**TASK OBJECTIVE:**
All entries below must be given again word for word.

(SUPPLIED DATA begins)

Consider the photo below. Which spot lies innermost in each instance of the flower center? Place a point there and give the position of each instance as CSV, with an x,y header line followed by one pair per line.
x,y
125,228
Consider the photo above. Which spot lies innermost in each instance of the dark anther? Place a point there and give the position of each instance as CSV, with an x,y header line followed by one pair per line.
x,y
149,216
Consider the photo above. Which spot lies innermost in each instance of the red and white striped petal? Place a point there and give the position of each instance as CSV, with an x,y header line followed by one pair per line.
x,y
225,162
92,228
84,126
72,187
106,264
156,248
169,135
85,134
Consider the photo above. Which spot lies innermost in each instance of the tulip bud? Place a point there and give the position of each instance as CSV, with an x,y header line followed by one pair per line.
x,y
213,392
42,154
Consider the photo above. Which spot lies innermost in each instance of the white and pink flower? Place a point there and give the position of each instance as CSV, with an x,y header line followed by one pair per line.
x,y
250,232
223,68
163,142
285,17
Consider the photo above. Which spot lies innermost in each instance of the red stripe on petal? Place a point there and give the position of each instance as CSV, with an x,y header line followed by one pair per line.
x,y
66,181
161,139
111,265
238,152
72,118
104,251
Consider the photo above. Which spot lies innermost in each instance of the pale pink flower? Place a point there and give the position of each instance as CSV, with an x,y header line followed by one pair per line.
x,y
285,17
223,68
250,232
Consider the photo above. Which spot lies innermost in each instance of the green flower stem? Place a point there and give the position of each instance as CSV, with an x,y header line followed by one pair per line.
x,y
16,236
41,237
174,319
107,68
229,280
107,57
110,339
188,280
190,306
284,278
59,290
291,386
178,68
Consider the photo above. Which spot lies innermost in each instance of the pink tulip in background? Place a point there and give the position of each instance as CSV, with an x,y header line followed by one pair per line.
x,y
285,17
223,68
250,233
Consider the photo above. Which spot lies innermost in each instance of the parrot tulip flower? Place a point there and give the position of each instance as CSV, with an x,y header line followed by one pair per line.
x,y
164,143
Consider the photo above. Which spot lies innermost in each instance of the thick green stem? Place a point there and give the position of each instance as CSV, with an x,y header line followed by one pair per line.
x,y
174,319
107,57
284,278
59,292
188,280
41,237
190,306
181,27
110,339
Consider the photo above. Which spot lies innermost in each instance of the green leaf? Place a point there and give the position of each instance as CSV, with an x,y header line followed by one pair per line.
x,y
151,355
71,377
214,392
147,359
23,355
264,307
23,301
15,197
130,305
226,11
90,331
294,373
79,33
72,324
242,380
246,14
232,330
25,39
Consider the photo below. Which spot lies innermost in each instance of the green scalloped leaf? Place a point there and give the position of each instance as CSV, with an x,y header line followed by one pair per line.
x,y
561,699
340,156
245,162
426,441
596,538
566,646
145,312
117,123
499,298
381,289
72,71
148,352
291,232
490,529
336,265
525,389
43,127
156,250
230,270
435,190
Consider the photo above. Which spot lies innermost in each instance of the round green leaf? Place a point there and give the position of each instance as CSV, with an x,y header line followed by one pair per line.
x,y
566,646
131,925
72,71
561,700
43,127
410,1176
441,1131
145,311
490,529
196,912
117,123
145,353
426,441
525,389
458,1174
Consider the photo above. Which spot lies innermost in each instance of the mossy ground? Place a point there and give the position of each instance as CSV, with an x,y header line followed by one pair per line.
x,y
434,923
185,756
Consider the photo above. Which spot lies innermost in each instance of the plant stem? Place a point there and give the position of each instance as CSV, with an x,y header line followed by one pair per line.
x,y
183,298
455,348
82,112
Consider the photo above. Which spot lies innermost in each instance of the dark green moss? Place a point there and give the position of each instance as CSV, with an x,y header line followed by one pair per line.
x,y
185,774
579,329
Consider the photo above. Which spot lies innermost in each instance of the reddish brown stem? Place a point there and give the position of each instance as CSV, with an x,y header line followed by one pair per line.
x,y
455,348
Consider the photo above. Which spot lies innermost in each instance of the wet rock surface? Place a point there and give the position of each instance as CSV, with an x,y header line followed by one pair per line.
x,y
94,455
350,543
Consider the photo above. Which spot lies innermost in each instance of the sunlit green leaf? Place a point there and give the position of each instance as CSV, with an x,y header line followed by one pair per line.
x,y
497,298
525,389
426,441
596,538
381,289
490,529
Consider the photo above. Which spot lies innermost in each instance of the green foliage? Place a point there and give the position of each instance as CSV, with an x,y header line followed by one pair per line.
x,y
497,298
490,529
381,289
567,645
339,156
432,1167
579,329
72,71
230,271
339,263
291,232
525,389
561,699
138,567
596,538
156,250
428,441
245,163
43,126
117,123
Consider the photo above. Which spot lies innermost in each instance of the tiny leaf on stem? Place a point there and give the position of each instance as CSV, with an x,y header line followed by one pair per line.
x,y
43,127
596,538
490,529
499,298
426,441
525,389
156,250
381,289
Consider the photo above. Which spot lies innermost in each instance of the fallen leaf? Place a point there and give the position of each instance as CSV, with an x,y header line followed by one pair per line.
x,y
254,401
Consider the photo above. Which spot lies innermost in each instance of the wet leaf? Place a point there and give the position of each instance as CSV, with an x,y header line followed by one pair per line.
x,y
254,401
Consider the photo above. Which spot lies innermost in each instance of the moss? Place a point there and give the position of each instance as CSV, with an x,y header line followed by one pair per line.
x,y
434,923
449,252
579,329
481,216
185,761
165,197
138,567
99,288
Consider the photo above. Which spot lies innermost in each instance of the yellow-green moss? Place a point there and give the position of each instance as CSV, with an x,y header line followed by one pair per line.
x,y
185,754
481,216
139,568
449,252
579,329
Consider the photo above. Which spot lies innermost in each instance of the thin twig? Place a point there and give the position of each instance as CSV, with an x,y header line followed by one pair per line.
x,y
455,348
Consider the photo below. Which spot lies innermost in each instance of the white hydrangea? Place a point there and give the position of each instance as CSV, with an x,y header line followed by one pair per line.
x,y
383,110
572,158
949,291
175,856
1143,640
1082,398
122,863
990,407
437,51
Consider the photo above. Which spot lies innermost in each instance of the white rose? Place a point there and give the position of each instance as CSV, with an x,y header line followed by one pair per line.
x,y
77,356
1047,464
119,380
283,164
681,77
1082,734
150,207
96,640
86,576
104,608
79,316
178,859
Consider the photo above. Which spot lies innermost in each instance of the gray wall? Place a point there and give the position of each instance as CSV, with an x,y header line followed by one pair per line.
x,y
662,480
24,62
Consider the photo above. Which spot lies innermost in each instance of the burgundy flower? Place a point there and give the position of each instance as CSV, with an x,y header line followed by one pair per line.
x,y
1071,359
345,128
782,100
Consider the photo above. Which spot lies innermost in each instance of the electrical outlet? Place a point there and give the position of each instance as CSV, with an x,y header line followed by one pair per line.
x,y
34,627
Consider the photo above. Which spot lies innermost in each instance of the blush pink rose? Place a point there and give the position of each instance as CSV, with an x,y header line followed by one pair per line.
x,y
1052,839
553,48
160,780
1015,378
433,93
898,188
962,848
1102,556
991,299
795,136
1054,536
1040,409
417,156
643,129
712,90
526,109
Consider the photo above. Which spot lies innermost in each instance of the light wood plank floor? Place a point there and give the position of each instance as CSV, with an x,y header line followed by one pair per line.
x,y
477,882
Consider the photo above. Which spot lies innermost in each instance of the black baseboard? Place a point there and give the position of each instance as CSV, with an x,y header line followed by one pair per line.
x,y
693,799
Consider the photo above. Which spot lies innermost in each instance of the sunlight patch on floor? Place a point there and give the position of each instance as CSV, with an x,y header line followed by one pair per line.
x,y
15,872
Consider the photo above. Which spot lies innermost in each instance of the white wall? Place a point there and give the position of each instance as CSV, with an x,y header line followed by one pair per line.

(SUPPLIED DATA ends)

**TASK ANSWER:**
Consider the photo below. Which spot lies innermost in each instance of the flower center? Place a point there and give the position of each instance as CSV, with an x,y header line followed by one pair per line.
x,y
125,228
Consider the photo above. Which spot lies innermost in each instance of the dark anther? Place a point there and give the position of each instance as CSV, with an x,y header line followed by one pair per line.
x,y
149,216
Consider the photo above. Which spot lies innermost in each instance of the red and white striped petal? Place a point there and give the position of each instance as CSV, with an x,y header line followed by one pair per line.
x,y
225,162
92,228
84,126
72,187
106,264
156,248
169,135
85,134
Consider the photo above. Which spot lies innermost in each instance of the tulip bud? Place a point there and give the position of each instance as CSV, with an x,y header line followed by one pair per line.
x,y
213,392
42,154
Consider the photo above. Which spot lies innermost in each instance of the white and pink flower? Place a point there and give the position of each instance as CSV, with an x,y header line followed by one pair per line.
x,y
250,232
223,68
163,142
285,17
Consider the photo above. Which spot lies innermost in each instance of the red stripe on petal? Place a point there and give the position of each instance as CSV, with an x,y header line followed by one pair per line.
x,y
66,181
161,139
111,265
238,152
72,118
104,251
Consider the photo above. Which spot lies innermost in each instance of the pale pink flower? Place a point there and give the position of each instance as CSV, with an x,y header line followed by one pair per line.
x,y
285,17
223,68
250,232
Consider the photo above. Which spot lies innermost in each instance of the green flower stem? Place a point there and give the position of each instance as CSV, with an x,y header line followed by one pair per line.
x,y
16,236
41,237
174,319
107,68
229,280
107,57
110,339
188,280
190,306
284,278
59,290
291,386
178,68
Consider the photo above. Which spot lies innermost in each instance of the pink tulip in background? Place a point there and give the position of each instance as CSV, with an x,y header line followed by one pair per line.
x,y
285,17
223,68
250,233
Consider the photo above. Which spot lies innermost in each instance of the parrot tulip flower? Place a point there and give the position of each instance as CSV, with an x,y header line followed by one pair per line.
x,y
164,143
Consider the photo above. Which spot lies innermost in each instance of the thick green stem? Place a point there and give the position of each instance as CSV, with an x,y header line followed by one pair per line.
x,y
174,319
107,57
284,278
59,292
188,280
41,237
190,306
181,27
110,339
Consider the photo above. Which spot lies innermost in each instance of the green leaf? Place a point there and give the position of each instance as CSV, with an x,y header line followed by one pair per line.
x,y
151,355
71,377
214,392
147,359
23,355
264,307
23,301
15,197
130,305
226,11
90,331
294,373
79,33
72,324
242,380
246,14
232,330
25,39
Consider the photo below. Which spot lies innermost in each instance of the green scalloped leaf? Place a point there and give the position of each instance as CSV, with an x,y header line followed by one pair per line.
x,y
561,699
340,156
245,162
426,441
596,538
566,646
145,312
117,123
499,298
381,289
72,71
148,352
291,232
490,529
336,265
525,389
43,127
156,250
230,270
435,190
Consider the photo above. Which spot lies innermost in each instance of the round green leaf? Place a point there and give the position of each instance as CSV, with an x,y header line followed by one pair per line.
x,y
566,646
131,925
72,71
561,700
43,127
410,1176
441,1131
145,311
490,529
196,912
117,123
145,353
426,441
525,389
458,1174
Consider the photo above. Which spot lies innermost in each instance of the mossy ground? Place a point there and give the position of each instance as CSV, with an x,y header line followed by one pair per line.
x,y
434,923
185,756
Consider the photo above. Which spot lies innermost in each instance of the plant stem? Place a point there and give the position of each instance as CSV, with an x,y header line followed by one pair per line.
x,y
183,298
455,348
82,112
Consider the photo above. Which spot lies innermost in each instance of the dark green moss? Place a point there and give the position of each instance as CSV, with an x,y header line followed by one pair per line.
x,y
185,774
579,329
Consider the photo above. Which spot lies innermost in each instance of the reddish brown stem? Place a point there and give the position of each instance as CSV, with an x,y header line followed by one pair per line.
x,y
455,348
Consider the photo above. Which spot lies innermost in each instance of the wet rock surface? Place a point there and give the position of each instance as CSV, with an x,y header line followed by one pair per line.
x,y
94,455
350,543
Consider the photo above. Which spot lies innermost in each instance of the sunlit green leaf? Place a point there and give the position of each instance as CSV, with an x,y header line followed by one pair per line.
x,y
497,298
525,389
426,441
596,538
381,289
490,529
Consider the photo above. Which spot lies innermost in each instance of the green foliage? Place a point there and give the position of each instance as CSV, with an x,y header line followed by one pair per line.
x,y
497,298
490,529
381,289
567,645
339,156
432,1167
579,329
72,71
230,271
339,263
291,232
525,389
561,699
138,567
596,538
156,250
428,441
245,163
43,126
117,123
Consider the photo above. Which spot lies innermost in each instance of the tiny leaf on stem? Place a point there and give the position of each instance as CSV, with an x,y header line followed by one pair per line.
x,y
43,127
596,538
490,529
499,298
426,441
525,389
156,250
381,289
Consider the photo above. Which spot lies innermost in each instance of the fallen leaf? Place a point there and give the position of each instance as CSV, with an x,y header line followed by one pair per line.
x,y
254,401
Consider the photo above. Which spot lies innermost in each instance of the wet leaf? Place a point there and give the position of each instance as CSV, with an x,y header line followed by one pair per line.
x,y
254,401
Consider the photo above. Which spot lies innermost in each instance of the moss? Place a point there and give the position of each instance as CSV, with an x,y header line followed by one pair per line.
x,y
434,923
449,252
579,329
481,216
185,761
165,197
138,567
99,288
Consider the photo above. Which spot lies innermost in each instance of the yellow-green moss? Place a point there and give the position of each instance as CSV, with an x,y header line followed by one pair per line.
x,y
185,754
481,216
139,568
449,252
579,329
Consider the photo above. Which spot lies innermost in each instance of the thin twig? Place a point there and give the position of each instance as CSV, with an x,y header line followed by one pair per line.
x,y
455,348
Consider the photo below. Which spot lies innermost in each instance of the white hydrangea? Place a point there and give the position of each instance as CSV, with an x,y header line followed by one pair per line.
x,y
383,110
572,158
949,291
175,856
1143,640
1082,398
122,863
990,407
437,51
Consider the photo above. Which spot lies innermost in each instance of the white rose? Place a point there and give the position of each instance as CSV, with an x,y header line followed by one pair per line.
x,y
77,356
1047,464
119,380
283,164
681,77
1082,734
150,207
96,640
86,576
104,608
79,316
178,859
Consider the photo above. Which spot lies innermost in each instance of the gray wall? Place a point there and give the position of each instance as CSV, with an x,y header line followed by one pair per line.
x,y
662,480
24,62
Consider the photo above. Which spot lies innermost in each instance of the burgundy flower? Place a point there and give the position of each instance as CSV, with an x,y header line followed by one pair per line.
x,y
1071,359
345,128
782,100
Consider the photo above. Which spot lies innermost in each instance of the electrical outlet? Place a point there and give the position of each instance as CSV, with an x,y header line followed by one pair per line.
x,y
34,627
Consider the photo above. Which spot lies innermost in each instance of the blush pink rose? Place a point there and give the position of each instance as CSV, with an x,y header line followed by one pair per line.
x,y
1052,839
553,48
160,780
1015,378
433,93
898,188
962,848
1102,556
991,299
795,136
1054,536
1040,409
417,156
643,129
712,90
526,109
Consider the photo above. Which spot lies innermost in each instance of the light wood plank floor? Place a point there and give the position of each instance as CSV, with an x,y header line followed by one pair per line.
x,y
477,882
Consider the photo above. Which spot lies innermost in each instance of the black baseboard? Place a point there and give the position of each instance as CSV, with an x,y header line followed by one pair per line.
x,y
693,799
Consider the photo above. Which spot lies innermost in each instance of the sunlight patch on floor? Place a point there and give the position of each instance as CSV, with an x,y header line followed by one pair per line.
x,y
15,872
Consider the photo above. Which spot lies innermost in each instance of the white wall? Place a point there and give the position of each instance as CSV, with an x,y header line followed by one pair per line.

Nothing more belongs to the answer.